[Task details]: Reproduce the listing verbatim.
--- --- ---
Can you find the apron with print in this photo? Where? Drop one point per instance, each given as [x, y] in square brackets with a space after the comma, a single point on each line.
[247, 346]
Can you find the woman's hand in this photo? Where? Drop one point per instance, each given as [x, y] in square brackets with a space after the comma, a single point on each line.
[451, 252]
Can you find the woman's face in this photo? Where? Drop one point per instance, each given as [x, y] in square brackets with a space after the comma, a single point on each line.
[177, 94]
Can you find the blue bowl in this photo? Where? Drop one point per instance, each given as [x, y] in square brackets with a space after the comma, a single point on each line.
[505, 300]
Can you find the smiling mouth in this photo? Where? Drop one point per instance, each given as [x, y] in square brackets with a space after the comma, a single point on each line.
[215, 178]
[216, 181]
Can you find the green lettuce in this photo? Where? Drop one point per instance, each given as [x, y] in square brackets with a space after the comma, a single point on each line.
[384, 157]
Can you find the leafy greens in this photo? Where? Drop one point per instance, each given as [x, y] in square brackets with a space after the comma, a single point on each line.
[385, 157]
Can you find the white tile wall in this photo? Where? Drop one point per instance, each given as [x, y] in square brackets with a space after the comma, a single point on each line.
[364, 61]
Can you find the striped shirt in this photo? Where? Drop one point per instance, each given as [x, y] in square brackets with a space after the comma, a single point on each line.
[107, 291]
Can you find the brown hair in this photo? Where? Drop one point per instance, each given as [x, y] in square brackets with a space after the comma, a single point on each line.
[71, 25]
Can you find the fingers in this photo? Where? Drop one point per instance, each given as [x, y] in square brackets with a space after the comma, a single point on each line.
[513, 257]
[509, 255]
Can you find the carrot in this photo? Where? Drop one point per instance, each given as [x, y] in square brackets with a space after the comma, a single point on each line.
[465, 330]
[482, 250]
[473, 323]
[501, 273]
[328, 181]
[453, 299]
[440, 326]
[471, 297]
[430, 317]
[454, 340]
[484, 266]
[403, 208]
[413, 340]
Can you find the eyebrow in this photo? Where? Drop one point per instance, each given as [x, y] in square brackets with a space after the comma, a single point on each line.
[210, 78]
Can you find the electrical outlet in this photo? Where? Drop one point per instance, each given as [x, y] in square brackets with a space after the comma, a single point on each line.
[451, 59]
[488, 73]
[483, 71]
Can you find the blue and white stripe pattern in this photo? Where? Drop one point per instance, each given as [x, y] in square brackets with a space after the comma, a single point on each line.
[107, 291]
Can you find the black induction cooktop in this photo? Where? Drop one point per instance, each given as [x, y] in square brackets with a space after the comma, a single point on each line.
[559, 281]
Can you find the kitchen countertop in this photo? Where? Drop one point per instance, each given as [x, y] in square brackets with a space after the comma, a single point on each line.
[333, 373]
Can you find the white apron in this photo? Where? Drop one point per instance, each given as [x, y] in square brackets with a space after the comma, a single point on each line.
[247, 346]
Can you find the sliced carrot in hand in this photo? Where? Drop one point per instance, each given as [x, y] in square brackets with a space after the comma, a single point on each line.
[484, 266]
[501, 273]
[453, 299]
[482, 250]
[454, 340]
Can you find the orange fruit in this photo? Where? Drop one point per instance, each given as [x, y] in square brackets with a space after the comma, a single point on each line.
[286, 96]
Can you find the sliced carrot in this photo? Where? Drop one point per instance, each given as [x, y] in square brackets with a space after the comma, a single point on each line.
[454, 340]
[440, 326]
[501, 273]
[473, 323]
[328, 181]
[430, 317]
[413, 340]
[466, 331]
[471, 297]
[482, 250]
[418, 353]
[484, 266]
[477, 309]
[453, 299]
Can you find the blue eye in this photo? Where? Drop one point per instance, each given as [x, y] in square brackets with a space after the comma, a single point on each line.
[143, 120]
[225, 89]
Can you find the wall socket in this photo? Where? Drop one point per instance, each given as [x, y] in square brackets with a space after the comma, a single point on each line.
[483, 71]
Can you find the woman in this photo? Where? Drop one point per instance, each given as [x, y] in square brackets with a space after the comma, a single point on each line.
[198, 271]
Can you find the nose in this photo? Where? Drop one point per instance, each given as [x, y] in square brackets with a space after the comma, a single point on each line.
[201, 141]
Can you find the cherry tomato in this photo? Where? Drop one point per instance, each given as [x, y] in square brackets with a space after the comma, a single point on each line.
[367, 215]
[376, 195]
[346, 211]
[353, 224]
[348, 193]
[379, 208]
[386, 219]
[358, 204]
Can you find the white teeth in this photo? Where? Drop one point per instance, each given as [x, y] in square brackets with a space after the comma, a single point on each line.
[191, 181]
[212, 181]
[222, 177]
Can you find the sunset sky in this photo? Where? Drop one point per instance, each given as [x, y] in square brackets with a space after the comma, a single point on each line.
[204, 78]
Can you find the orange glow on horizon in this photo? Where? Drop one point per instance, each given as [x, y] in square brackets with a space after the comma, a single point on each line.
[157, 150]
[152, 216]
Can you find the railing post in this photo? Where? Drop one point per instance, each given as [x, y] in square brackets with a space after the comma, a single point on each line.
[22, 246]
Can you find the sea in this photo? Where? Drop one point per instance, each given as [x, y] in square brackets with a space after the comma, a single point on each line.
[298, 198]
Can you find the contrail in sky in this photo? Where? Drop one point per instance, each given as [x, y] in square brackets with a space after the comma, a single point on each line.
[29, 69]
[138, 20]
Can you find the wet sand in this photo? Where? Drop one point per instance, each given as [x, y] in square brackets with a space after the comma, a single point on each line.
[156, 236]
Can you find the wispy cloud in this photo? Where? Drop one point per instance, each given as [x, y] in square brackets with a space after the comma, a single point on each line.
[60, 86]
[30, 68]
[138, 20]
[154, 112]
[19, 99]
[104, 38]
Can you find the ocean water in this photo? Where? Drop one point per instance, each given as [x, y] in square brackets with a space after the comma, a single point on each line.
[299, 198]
--- --- ---
[In response]:
Can you find the apron with print in this photo? Where? Drop one point per instance, each given as [x, y] in square brackets with a space after the comma, a single point on each line.
[247, 346]
Can you find the woman's hand in this photo? Where? Drop one point per instance, each given as [x, y] in square brackets with a space after the comma, a single point on each line.
[451, 252]
Can you find the woman's face in this photo? Where? Drop one point per instance, each given as [x, y] in square brackets with a space after the comma, a single point on each line.
[177, 94]
Can you find the blue bowl in this photo? Where? Drop one point per instance, each given as [x, y] in square brackets with a space after the comma, a single point on each line.
[505, 300]
Can you find the smiling mouth in this photo? Where? Drop one point per instance, each given as [x, y] in square brackets with a space after the comma, a single point on each line.
[215, 178]
[216, 181]
Can you find the green lettuce in this photo? Where? Drop one point per instance, each given as [x, y] in square brackets with a space after the comma, a single point on each line.
[384, 157]
Can you find the leafy greens in this photo? Where? Drop one point per instance, each given as [x, y] in square brackets with a space after the comma, a single point on each line.
[385, 157]
Can you find the white tile wall in this photo? Where? Drop one point per instance, each given as [x, y] in square brackets with a space after the comma, a single point on each line.
[364, 61]
Can you find the striped shirt in this photo? Where? Drop one point per instance, each given as [x, y] in square brackets with a space after the comma, a single point on each line.
[107, 291]
Can you find the brown hair in this photo? Where? Drop one point per instance, each given as [x, y] in square brackets with a space after the comma, a single point on each line.
[71, 25]
Can you find the fingers in this photo? Where? Drop one point per instance, each given as [x, y] in square brackets with a space after the comma, a single point on each line.
[513, 257]
[509, 255]
Can you find the carrot in this photo? Where? Drop one point per instance, each given as [x, y] in square brackets with a space after the comma, a single point on each line.
[465, 330]
[482, 250]
[473, 323]
[501, 273]
[328, 181]
[453, 299]
[440, 326]
[471, 297]
[430, 317]
[454, 340]
[484, 266]
[403, 208]
[413, 340]
Can you find the eyebrow in this photo? Where? Drop one point per instance, each given as [x, y] in square brackets with a space after the comma, a single point on each line.
[210, 78]
Can you find the electrical outlet in this photo? Where? Drop one point per instance, each given as [x, y] in square brackets with a space after the comma, a single point on each line.
[451, 59]
[488, 73]
[483, 71]
Can you find the blue and white stripe pattern in this photo? Where? Drop one point per instance, each given as [x, y] in square brackets with a space after the comma, a single point on each line.
[107, 291]
Can you find the black induction cooktop in this photo? Where? Drop one point per instance, each given as [x, y] in square brackets with a space after the comma, a single point on each line.
[559, 281]
Can you find the kitchen countertop in this photo? Where? Drop one point per instance, each given as [x, y] in square brackets with a space after the comma, a single point on each line.
[333, 373]
Can you find the white apron in this photo? Where? Drop one point per instance, each given as [x, y] in square brackets with a space after the comma, a single point on each line.
[247, 346]
Can you find the sliced carrot in hand in this photo? Where? Drop one point per instance, each given as [x, y] in square brackets with a space after the comma, a single point on each line.
[484, 266]
[501, 273]
[453, 299]
[482, 250]
[454, 340]
Can you find the orange fruit in this photo? Where? Drop one point per instance, each given as [x, y] in square brackets with a space after the comma, a single point on each line.
[286, 96]
Can you find the sliced carrot in this photo? Where? Drop one point per instance, each given as [x, y] in square brackets with a space after the comma, a single point on each line.
[454, 340]
[440, 326]
[501, 273]
[473, 323]
[328, 181]
[430, 317]
[413, 340]
[466, 331]
[471, 297]
[482, 250]
[418, 353]
[484, 266]
[477, 309]
[453, 299]
Can you find the blue eye in this photo? Where? Drop one point per instance, each given as [x, y] in square brackets with a space after the comma, a single point on each line.
[143, 120]
[225, 89]
Can you find the wall socket in this photo? Where? Drop one point per instance, each given as [x, y] in square brackets with a space after the comma, a single point on each line.
[483, 71]
Can you find the woman in this photo? Where? Drop one point per instance, each given as [x, y] in square brackets with a space after the comma, a single point on each line.
[198, 271]
Can you find the nose in this photo? Where? Drop one point per instance, each given as [x, y] in square brackets with a space after the comma, a single point on each line.
[201, 141]
Can you find the cherry tomato in this photo? Where? Drop one point per instance, each given as [x, y] in square brackets with a space after the comma, a single point on each line.
[367, 215]
[376, 195]
[346, 211]
[353, 224]
[348, 193]
[379, 208]
[386, 219]
[358, 204]
Can you find the white teeth in this photo? Where? Drop one point per instance, each given as [x, y] in square brackets with a space after the comma, a single point on each line.
[191, 181]
[212, 181]
[222, 177]
Can you find the sunset sky in this photo? Where? Drop one point per instance, each given as [x, y] in square brackets with a space after the comma, a single point on each line.
[204, 78]
Can you find the orange glow on horizon in this photo? Where? Drop one point per instance, each given as [x, y] in square brackets with a space after the comma, a single point on each line.
[157, 150]
[152, 216]
Can you find the railing post in this photo? Where? Drop one point per instance, each given as [x, y] in square brackets with a space after the comma, a single point on each line.
[22, 246]
Can you find the sea in this photo? Where? Drop one point per instance, each given as [x, y] in square brackets with a space after the comma, a single point on each line.
[298, 198]
Can you find the contrail in sky in this photo? Where? Drop one point per instance, each given as [x, y] in square brackets with a space after the comma, a single point on each line.
[29, 69]
[138, 20]
Can you find the wet sand in this photo? Where? Drop one point per instance, each given as [x, y] in square brackets with a space after the comma, a single point on each line.
[156, 236]
Can you find the wispy cloud in this photo? Where? Drop one point per instance, each given as [x, y] in square brackets with a space after the comma, a single point on each line.
[60, 86]
[30, 68]
[138, 20]
[154, 112]
[19, 99]
[104, 38]
Can you find the ocean water in this photo? Where? Drop one point per instance, each given as [x, y] in square brackets with a space after the comma, a single point on each line.
[299, 198]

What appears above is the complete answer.